# Passage shown:
[start]
To use it, and this is pretty cool, we could run our function that finds the 7. It returns a pointer to that node, which is exactly what insert needs:

// add a 15 after the 1st 7:  
IntNode p = findNodeWithVal(L1, 7);  
if(p!=null) insertAfterNode(p, 15);

For fun, here’s a hacky way to add 15 to the end of the list, using our previous functions. Find the length, subtract 1, find that node, and insert after it. We’d never do this for real, but it’s a nice exercise:

// insert 15 to end of L1:  
int len=getLength(L1);  
if(len==0) insertToFront(ref L1, 15);  
else {  
  IntNode last=getNodeAtIndex(len-1);  
  insertAfterNode(last, 15);  
}

This is still messing around: we could write a function that does every step by hand:

void insertAtEnd(ref IntNode head, int newVal) {  
  // pre-make the new node:  
  IntNode newNode=new IntNode(); newNode.val=newVal;  
  newNode.next=null; // since it’s the last item  
 
  if(head==null) { head=newNode; return; }  
  // loop stops where we’re _about_ to go off the edge:  
  IntNode p=head;  
  while(p.next!=null) // <- if NEXT item is null. Tricky  
    p=p.next;  
  // p is last node. Add us after it:  
  p.next=nn;  
}

while(p.next!=null) is one of those extra-sneaky pointer linked-list tricks. When the next item is null, it means we’re on the last item.
[end]
# Work instructions:
#1 Decide whether each statement below agrees with the linked-list passage. Answer yes or no for each, and quote the deciding words exactly.
(a) The hacky method of adding 15 to the end of the list is described as something we would never do for real.
(b) The function that finds the 7 returns the value 7 itself.
(c) In insertAtEnd, the new node's next is set to null because it will be the last item.
#2 Write the next part of the linked-list passage, continuing after its final sentence.

(Dataset entries)
[start]
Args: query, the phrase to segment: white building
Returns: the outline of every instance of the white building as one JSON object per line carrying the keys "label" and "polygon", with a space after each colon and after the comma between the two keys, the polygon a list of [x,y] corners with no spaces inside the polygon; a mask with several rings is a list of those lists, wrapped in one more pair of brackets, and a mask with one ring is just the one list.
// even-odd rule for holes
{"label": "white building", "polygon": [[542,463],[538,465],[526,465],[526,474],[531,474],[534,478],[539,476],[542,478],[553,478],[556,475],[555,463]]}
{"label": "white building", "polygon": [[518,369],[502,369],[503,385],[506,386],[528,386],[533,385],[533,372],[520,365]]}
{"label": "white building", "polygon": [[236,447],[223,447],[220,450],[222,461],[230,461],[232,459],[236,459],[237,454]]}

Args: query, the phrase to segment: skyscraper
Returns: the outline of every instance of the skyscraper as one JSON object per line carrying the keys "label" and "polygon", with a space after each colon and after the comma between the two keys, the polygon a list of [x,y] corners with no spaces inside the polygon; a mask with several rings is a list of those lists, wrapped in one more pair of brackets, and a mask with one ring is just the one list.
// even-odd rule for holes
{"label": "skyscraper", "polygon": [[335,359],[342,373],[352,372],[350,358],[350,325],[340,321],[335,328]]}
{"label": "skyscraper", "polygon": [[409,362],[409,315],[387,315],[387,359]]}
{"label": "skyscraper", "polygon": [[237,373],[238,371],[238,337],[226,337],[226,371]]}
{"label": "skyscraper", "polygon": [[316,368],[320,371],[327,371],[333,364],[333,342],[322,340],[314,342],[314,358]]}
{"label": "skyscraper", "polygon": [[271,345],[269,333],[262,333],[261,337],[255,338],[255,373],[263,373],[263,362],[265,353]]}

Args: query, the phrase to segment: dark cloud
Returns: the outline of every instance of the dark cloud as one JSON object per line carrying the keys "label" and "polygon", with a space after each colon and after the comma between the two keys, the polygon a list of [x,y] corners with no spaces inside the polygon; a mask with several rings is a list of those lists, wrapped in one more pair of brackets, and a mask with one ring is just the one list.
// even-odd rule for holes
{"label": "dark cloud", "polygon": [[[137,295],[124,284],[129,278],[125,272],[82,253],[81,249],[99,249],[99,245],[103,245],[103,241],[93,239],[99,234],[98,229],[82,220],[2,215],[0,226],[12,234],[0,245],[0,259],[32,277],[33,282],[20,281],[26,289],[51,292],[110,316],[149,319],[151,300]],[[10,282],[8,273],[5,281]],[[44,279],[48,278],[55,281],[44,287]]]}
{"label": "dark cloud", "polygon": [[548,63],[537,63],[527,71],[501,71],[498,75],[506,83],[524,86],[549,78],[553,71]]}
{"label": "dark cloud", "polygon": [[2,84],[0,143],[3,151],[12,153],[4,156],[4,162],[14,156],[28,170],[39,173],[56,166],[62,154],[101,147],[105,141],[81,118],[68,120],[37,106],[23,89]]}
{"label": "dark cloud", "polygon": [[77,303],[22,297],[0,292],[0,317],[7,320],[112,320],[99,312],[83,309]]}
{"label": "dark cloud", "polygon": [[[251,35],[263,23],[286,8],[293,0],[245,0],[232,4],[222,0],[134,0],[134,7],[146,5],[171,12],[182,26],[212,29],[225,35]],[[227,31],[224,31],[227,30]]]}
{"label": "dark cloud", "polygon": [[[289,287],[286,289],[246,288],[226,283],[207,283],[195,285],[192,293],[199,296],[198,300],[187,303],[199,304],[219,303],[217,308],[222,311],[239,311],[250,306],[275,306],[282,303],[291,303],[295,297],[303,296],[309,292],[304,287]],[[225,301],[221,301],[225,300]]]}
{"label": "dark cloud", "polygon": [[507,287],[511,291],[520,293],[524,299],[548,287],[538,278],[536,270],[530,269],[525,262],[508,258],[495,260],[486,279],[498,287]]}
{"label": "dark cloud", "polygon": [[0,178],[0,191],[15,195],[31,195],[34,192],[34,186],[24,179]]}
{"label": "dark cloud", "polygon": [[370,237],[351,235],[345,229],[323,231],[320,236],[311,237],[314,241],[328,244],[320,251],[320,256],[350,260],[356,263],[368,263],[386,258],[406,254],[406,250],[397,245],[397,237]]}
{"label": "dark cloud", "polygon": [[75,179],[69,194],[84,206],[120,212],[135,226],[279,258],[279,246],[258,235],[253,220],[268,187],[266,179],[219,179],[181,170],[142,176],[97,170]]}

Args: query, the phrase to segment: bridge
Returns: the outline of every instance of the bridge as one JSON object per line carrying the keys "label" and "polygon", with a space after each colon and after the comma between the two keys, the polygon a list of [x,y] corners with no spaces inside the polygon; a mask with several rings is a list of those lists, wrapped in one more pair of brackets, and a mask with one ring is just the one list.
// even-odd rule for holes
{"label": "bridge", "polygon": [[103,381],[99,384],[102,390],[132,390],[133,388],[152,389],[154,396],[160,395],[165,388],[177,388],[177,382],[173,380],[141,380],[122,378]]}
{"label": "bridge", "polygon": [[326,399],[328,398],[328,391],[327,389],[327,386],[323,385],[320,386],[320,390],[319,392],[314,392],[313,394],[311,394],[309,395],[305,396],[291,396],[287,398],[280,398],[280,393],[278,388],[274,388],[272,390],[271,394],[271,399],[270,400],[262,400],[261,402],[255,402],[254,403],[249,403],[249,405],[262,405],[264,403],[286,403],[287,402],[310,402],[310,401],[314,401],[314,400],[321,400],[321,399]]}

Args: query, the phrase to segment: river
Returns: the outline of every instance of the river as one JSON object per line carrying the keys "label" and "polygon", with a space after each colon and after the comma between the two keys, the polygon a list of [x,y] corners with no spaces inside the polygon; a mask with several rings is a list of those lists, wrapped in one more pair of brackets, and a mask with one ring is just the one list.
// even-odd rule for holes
[end]
# Expected responses:
#1
(a) Yes: "We’d never do this for real, but it’s a nice exercise"
(b) No: "It returns a pointer to that node, which is exactly what insert needs"
(c) Yes: "newNode.next=null; // since it’s the last item"

#2
Another trick for finding the last item is adding a trailing variable. Let p fall of the edge, as normal:

// find last item using a trailer:  
IntNode p=head;  
IntNode pPrev=null; // trails behind p by 1 node  
while(p!=null) {  
  pPrev=p; // old value of p, just before moving it  
  p=p.next;  
}  
// now p is off edge and pPrev is last node

You may be thinking that the thing before i in an array is i-1, which is so much easier. But all of this extra work with linked lists is worth it for the speed if we need to frequently insert and remove from anywhere.

42.1.3 Removing

Removing an item is like inserting it. We just reroute the pointer around the item to remove. Like inserting, the first item is a special case, since we have to change L1.

Here’s what it looks like to remove the first item of of 2, 7, 4, 9:

L1    2--> 7--> 4--> 9-->null  
  \       /  
   -------

It looks odd that 2 still points to 7. We could set it to null, but it won’t matter. The key things are the list now starts with 7, then 4 then 9; and there’s no way to get to 2 anymore. Eventually the garbage collector will remove it.

The code looks like this:

void removeFirst(ref IntNode head) {  
  if(head==null) return; // there isn’t a 1st item  
  head=head.next;  
}

As a check: if there’s only 1 item, this would make head point to null, which is correct.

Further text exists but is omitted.